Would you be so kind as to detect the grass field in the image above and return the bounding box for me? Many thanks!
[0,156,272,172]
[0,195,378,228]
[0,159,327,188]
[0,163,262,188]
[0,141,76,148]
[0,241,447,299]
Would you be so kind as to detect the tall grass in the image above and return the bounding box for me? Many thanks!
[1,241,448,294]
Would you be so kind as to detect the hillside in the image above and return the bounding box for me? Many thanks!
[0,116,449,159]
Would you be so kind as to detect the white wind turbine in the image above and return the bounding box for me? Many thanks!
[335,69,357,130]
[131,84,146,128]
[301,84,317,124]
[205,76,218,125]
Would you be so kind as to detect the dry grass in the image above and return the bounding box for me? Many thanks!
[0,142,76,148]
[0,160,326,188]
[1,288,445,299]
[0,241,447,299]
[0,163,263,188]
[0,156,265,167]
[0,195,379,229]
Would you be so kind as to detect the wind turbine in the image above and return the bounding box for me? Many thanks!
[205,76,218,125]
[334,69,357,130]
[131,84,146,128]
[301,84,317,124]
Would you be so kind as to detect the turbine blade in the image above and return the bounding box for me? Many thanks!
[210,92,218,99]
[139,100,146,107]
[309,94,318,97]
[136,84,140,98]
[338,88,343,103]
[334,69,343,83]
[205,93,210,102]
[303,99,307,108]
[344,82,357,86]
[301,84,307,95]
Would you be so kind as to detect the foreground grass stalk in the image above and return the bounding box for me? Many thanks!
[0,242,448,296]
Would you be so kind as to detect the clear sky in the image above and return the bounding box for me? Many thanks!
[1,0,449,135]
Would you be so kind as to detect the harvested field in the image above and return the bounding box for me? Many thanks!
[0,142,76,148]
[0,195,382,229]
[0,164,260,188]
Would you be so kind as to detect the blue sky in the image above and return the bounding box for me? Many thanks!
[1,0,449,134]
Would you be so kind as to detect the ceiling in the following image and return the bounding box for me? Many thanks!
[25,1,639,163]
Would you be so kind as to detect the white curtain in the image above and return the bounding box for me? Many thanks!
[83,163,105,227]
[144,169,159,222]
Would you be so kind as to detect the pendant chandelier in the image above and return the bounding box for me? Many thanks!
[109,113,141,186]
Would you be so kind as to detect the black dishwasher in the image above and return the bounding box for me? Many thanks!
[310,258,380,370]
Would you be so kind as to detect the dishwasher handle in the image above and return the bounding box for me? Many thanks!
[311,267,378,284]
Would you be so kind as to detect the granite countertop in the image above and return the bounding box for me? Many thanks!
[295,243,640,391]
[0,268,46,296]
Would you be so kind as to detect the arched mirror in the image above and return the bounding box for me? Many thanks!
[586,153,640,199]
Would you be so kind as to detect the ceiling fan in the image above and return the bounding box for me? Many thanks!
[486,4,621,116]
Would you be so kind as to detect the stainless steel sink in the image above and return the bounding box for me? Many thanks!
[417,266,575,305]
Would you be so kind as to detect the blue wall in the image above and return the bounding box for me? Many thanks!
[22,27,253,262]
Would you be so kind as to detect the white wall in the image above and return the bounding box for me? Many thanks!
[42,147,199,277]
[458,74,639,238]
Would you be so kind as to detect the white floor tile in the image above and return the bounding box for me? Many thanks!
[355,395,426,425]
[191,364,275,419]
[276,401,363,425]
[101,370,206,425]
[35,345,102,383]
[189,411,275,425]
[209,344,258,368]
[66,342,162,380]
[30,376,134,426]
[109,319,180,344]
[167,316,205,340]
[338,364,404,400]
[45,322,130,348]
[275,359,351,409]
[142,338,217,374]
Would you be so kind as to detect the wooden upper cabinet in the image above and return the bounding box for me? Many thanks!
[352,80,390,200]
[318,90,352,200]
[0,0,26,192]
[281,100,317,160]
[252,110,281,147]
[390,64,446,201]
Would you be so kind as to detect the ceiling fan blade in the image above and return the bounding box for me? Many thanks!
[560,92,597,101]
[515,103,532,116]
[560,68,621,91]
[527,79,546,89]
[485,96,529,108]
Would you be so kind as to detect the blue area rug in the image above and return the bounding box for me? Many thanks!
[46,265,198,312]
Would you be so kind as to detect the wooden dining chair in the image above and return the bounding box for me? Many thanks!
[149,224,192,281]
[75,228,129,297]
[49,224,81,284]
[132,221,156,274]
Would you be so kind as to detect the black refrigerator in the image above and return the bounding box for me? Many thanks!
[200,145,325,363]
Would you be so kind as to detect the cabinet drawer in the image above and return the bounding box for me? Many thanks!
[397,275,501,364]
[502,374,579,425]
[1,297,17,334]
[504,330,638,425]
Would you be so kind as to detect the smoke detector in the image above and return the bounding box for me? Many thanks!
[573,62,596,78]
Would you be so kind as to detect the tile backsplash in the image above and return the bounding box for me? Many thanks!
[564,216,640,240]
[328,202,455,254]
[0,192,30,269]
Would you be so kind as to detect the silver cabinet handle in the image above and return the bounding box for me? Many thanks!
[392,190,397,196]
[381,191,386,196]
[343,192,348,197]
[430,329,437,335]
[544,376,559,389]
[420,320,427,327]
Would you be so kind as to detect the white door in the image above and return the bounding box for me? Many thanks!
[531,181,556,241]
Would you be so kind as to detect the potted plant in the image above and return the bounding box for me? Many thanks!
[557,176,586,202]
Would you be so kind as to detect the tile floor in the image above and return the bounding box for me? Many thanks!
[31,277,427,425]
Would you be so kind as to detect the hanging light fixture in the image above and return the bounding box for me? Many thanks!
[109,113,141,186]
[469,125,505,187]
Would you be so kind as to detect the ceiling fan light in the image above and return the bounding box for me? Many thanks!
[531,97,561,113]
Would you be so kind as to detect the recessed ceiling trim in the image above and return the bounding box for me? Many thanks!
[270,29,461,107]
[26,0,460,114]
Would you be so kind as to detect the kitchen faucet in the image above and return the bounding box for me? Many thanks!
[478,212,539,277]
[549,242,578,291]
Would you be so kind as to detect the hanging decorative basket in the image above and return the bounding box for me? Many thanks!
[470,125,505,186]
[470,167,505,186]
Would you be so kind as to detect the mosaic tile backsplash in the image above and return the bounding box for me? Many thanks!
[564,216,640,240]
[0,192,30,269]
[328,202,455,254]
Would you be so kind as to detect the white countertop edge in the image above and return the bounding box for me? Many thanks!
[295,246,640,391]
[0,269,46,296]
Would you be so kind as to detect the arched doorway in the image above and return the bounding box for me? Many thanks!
===
Repeat the whole listing word for word.

## TASK SOLUTION
Would you be so kind as to detect the grass field in the image above and return the bounding box for me? Many thanks!
[0,156,272,172]
[0,195,378,228]
[0,159,327,188]
[0,163,262,188]
[0,141,76,148]
[0,241,447,299]
Would you be so kind as to detect the tall grass in the image above and return the bounding box for me? Many thanks!
[1,241,448,294]
Would you be so kind as to detect the hillside in the image above and return the bounding box for me? Many thanks!
[0,116,449,159]
Would you be so kind as to detect the white wind turbine in the image above and return the bounding box for me? Many thanks!
[335,69,357,130]
[131,84,146,128]
[301,84,317,124]
[205,76,218,125]
Would you be so kind as to detect the dry grass in the image above and return the bounding box for me? Many thanks!
[0,142,76,148]
[0,160,326,188]
[1,288,445,299]
[0,241,447,299]
[0,163,263,188]
[0,156,265,167]
[0,195,379,229]
Would you be so kind as to detect the wind turbine in the image above and return the bounding box for me? Many thanks!
[205,76,218,125]
[334,69,357,130]
[131,84,146,128]
[301,84,317,124]
Would you be so kind as to detect the turbine blade in the image above and return the bounding box for me? Many thanks!
[210,92,218,99]
[139,100,146,107]
[309,94,318,97]
[136,84,140,98]
[338,88,343,103]
[334,69,343,83]
[205,93,210,102]
[303,99,307,108]
[344,82,357,86]
[301,84,307,95]
Would you be so kind as to detect the foreground grass stalk in the image above and return the bounding box for me? Many thanks!
[0,242,448,296]
Would you be so kind as to detect the clear sky in the image above and return the bounding box for me? Many thanks!
[1,0,449,135]
Would you be so kind as to detect the harvested field in the image above and return the bounding box for me? Many thanks!
[0,142,76,148]
[0,195,382,229]
[0,164,260,188]
Would you be so kind as to detect the blue sky in the image above and return the bounding box for me? Many thanks!
[1,0,449,134]
Would you be so kind as to detect the ceiling in the following image and return the bounding box for me? Many thanks!
[25,1,639,163]
Would you be so kind as to detect the white curtain in the image above and return the bounding box for me? Many thanks!
[83,163,105,227]
[144,169,159,222]
Would you be so kind as to detect the pendant chandelier in the image above and return the bounding box for me? Many thanks!
[109,113,141,186]
Would you be so kind as to detect the black dishwasher in the image above and return the bounding box for me? Many thanks!
[310,258,380,370]
Would you be so kind as to detect the dishwasher handle in the image above and return the bounding box for me? Many thanks!
[311,267,378,284]
Would you be so kind as to detect the granite countertop in the image above and return the bounding box for me? Many thanks!
[295,243,640,391]
[0,268,46,296]
Would you be so kind as to detect the arched mirror in the image above and return the bounding box for me? Many thanks!
[586,153,640,199]
Would you be so kind as to detect the ceiling fan in the image above and return the bounding box for me? Many thanks!
[486,4,621,116]
Would you be so kind as to detect the stainless steel sink in the image above and return the bounding box for me? Many thanks!
[417,266,575,305]
Would you be so kind as to detect the blue wall in the image above and return the bounding box for me? Many thanks!
[22,27,253,262]
Would you be so kind as to detect the white wall in the image above and return the bounding box for me? Many thanks!
[42,147,199,277]
[458,74,639,238]
Would you be so kind as to detect the white floor tile in the image above and return the bounding box for me? Many thanks!
[355,395,426,425]
[191,364,275,419]
[276,401,363,425]
[101,370,206,425]
[35,345,102,383]
[189,411,275,425]
[209,344,258,368]
[66,342,162,380]
[30,376,134,426]
[109,319,180,344]
[167,316,205,340]
[338,364,404,400]
[45,322,130,348]
[275,359,351,409]
[142,338,217,374]
Would you be so kind as to detect the wooden upper cabinet in the image above and return the bounding box for me? Many thanks!
[352,80,390,200]
[318,90,352,200]
[0,0,26,192]
[281,100,317,160]
[252,110,281,147]
[390,64,446,201]
Would you be so kind as to detect the ceiling fan blade in the image above and return the bounding box for me? Many thanks!
[560,92,597,101]
[515,103,532,116]
[560,68,621,91]
[527,79,546,89]
[485,96,529,108]
Would you be so kind as to detect the blue area rug in the image above and return the bounding box for me? Many thanks!
[46,265,198,312]
Would you be so kind as to detect the wooden dining chair in the image above and return the bounding box for me? Many thanks!
[149,224,192,281]
[75,228,129,297]
[49,224,81,284]
[132,221,156,274]
Would you be so kind as to detect the black refrigerator in the image above and return the bounding box for me? Many thanks!
[200,145,325,363]
Would you be so kind as to detect the cabinet drawer in the image above and return the bounding box for me? Many thanks!
[397,275,501,364]
[502,374,579,425]
[1,297,17,334]
[504,330,638,425]
Would you be so kind as to detect the smoke detector in the image above and return the bounding box for me? Many thanks!
[573,62,596,78]
Would you be so kind as to detect the tile backsplash in the image above and return the bounding box for me? Many thanks!
[564,216,640,240]
[328,202,455,254]
[0,192,30,269]
Would you be so kind as to detect the silver cabinet handle in the image above and return the bounding box for me? Many thanks!
[392,190,397,196]
[381,191,386,196]
[343,192,348,197]
[430,329,437,335]
[544,376,559,389]
[420,320,427,327]
Would you be so kind as to detect the white door in the image above and return the bounding box for me? Many thanks!
[531,181,556,241]
Would you be so kind as to detect the potted plant in the image above and return the bounding box for me? Many thanks!
[557,176,586,202]
Would you be so kind as to detect the tile floor in the image above and return the bounding box for me? Many thanks!
[31,277,427,425]
Would you be so kind as to detect the hanging light fixture in the image above and return the bounding box for me? Many thanks!
[109,113,141,186]
[469,125,505,187]
Would you be so kind as to detect the ceiling fan light in the image above and return the bounding box for me? Many thanks!
[531,97,561,113]
Would you be so kind as to detect the recessed ceiling trim in the image above and return the bounding box for me? Many thanks!
[270,29,461,107]
[26,0,460,114]
Would you be so kind as to detect the kitchen faucet in the image above and return the bounding box for me? Many thanks!
[478,212,539,277]
[549,242,578,291]
Would you be so kind as to detect the hanging decorative basket in the image above and return the bounding box for me? Many thanks!
[470,125,505,186]
[470,167,505,186]
Would you be so kind as to detect the mosaic tile backsplash in the image above and return the bounding box for me? Many thanks!
[564,216,640,240]
[0,192,30,269]
[328,202,455,254]
Would you be so kind as to detect the white countertop edge in the image above and return the bounding box for me? Many thanks!
[295,246,640,391]
[0,269,46,296]
Would you be so kind as to detect the arched doorway in the image above and return the bounding box for me? Many thanks!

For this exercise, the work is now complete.